WORK ORDER A: In the collected data, repeat the lines between the one holding "50L56 51V145L65 144L80" and the one holding "positive clicks: (52, 127)", inclusive.

Personalized recommendations are ubiquitous in social network and shopping sites these days. How do they do it? Al long as enough user interaction data is available for items e.g., products in shopping sites, a kind of recommendation engine based on what’s know as Collaborative Filtering is not that difficult to build.

Full implementation of my Hadoop based recommendation engine sifarish is hosted on github.

## My Approach

I will follow a technique called Item Based Collaborative Filtering. The basic idea is simple and it involves two main steps.

First, based on an user’s interest level on products, we find correlation between similar products. Second, based on targets user’s current set of  items of interest and using the results of the first step, we recommend a ranked list of new items.

Let’s a take small digression into algorithm complexity and big O notation. Since we are interested in finding correlation between pairs of items, the complexity is O(n x n). If a shopping site has 500,000 products, potentially we may have to in the order of 250 billion computations. Granted the correlation data will be sparse, because it’s unlikely that every pair of items will have some user interested in them. Still it’s challenging to process this amount of data. Since the user interest in products changes with time, the correlation result has a temporal aspect to it.  The correlation calculation needs to done periodically so that the results are up to date. Since correlation calculation lends itself well to divide and conquer pattern, we will use Hadoop.

WORK ORDER B: Transcribe the part of the recommendation engine text between "Personalized recommendations are" and "two main steps.", inclusive.

Collected data:

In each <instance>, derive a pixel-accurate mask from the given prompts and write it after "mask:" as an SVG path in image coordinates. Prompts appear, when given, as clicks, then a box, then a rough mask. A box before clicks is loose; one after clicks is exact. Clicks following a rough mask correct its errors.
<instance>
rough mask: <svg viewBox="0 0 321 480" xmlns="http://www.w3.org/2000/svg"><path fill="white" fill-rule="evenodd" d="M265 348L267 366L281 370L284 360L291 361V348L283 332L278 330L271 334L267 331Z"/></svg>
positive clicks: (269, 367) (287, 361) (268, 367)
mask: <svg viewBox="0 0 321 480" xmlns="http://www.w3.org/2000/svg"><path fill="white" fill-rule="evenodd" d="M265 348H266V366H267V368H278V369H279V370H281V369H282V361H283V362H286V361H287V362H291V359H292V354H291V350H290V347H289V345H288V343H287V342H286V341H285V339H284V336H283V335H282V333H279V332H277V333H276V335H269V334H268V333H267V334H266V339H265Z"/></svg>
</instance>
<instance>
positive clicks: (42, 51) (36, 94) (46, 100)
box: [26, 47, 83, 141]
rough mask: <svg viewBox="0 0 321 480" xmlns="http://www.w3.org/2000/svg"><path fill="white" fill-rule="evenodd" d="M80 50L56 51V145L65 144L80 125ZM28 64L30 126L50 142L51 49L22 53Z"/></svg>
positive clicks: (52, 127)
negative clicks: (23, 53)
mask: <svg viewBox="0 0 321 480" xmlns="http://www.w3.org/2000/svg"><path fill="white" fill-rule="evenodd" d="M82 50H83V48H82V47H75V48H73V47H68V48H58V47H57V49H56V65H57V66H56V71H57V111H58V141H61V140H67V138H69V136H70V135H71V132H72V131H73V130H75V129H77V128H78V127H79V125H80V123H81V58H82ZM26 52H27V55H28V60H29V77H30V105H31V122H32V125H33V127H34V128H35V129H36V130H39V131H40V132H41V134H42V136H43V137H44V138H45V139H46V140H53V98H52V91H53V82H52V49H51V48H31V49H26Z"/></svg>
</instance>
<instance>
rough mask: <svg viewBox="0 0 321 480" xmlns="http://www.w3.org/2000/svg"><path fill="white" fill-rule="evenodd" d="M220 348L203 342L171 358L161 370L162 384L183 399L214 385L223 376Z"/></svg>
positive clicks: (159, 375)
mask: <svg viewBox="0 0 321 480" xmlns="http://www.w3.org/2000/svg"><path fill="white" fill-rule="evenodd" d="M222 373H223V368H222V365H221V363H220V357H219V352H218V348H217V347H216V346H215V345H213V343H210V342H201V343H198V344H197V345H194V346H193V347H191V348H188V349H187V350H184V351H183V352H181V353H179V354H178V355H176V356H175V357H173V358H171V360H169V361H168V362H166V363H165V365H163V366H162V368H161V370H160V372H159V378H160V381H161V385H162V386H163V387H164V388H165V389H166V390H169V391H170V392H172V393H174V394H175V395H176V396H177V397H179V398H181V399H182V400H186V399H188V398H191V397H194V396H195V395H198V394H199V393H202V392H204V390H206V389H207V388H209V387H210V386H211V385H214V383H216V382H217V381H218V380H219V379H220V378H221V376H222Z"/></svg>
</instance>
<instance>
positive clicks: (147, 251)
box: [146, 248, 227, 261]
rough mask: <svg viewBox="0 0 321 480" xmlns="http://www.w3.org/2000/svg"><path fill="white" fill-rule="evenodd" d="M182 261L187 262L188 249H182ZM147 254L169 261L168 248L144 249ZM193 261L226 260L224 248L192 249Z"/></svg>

WRITTEN REPLY A:
rough mask: <svg viewBox="0 0 321 480" xmlns="http://www.w3.org/2000/svg"><path fill="white" fill-rule="evenodd" d="M80 50L56 51V145L65 144L80 125ZM28 64L30 126L50 142L51 49L22 53Z"/></svg>
positive clicks: (52, 127)

WRITTEN REPLY B:
Personalized recommendations are ubiquitous in social network and shopping sites these days. How do they do it? Al long as enough user interaction data is available for items e.g., products in shopping sites, a kind of recommendation engine based on what’s know as Collaborative Filtering is not that difficult to build.

Full implementation of my Hadoop based recommendation engine sifarish is hosted on github.

## My Approach

I will follow a technique called Item Based Collaborative Filtering. The basic idea is simple and it involves two main steps.